* START *
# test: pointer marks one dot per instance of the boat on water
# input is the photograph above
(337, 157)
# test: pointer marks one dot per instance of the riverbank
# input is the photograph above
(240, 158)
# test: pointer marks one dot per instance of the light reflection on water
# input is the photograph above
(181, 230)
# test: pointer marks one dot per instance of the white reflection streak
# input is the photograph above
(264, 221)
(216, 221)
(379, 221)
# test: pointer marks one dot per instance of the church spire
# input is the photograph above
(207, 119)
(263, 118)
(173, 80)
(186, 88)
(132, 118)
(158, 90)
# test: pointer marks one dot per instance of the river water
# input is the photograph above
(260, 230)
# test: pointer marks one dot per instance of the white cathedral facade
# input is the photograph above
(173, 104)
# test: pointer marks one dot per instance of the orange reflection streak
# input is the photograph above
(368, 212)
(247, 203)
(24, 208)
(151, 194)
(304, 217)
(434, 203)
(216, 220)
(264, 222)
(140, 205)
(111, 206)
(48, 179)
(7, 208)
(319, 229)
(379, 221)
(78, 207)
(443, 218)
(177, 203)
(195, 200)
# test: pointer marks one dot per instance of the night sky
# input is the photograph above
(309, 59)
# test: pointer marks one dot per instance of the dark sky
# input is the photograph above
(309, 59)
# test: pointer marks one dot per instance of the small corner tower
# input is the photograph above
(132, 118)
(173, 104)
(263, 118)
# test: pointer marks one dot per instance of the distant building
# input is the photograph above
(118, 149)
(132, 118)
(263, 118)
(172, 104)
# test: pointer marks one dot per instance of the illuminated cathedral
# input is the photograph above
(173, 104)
* END *
Exercise task:
Rescale the part of the data that opens with the line containing "# test: pointer marks one dot per instance of the dark" and runs to the end of the data, writing out every line again, requests included. Multiply each answer coordinate by 0.6 and round to a whole number, with halves rounded up.

Full response:
# test: pointer marks one dot per instance of the dark sky
# input is the photograph above
(185, 35)
# test: pointer marks one dot per instance of the small corner tower
# input is the photograph above
(79, 71)
(104, 62)
(158, 71)
# test: pointer marks one dot per instance of the distant building
# input is the photograph above
(71, 89)
(79, 71)
(158, 71)
(103, 62)
# test: pointer marks one dot per instance of the illuminated cathedral
# input is the photograph above
(104, 62)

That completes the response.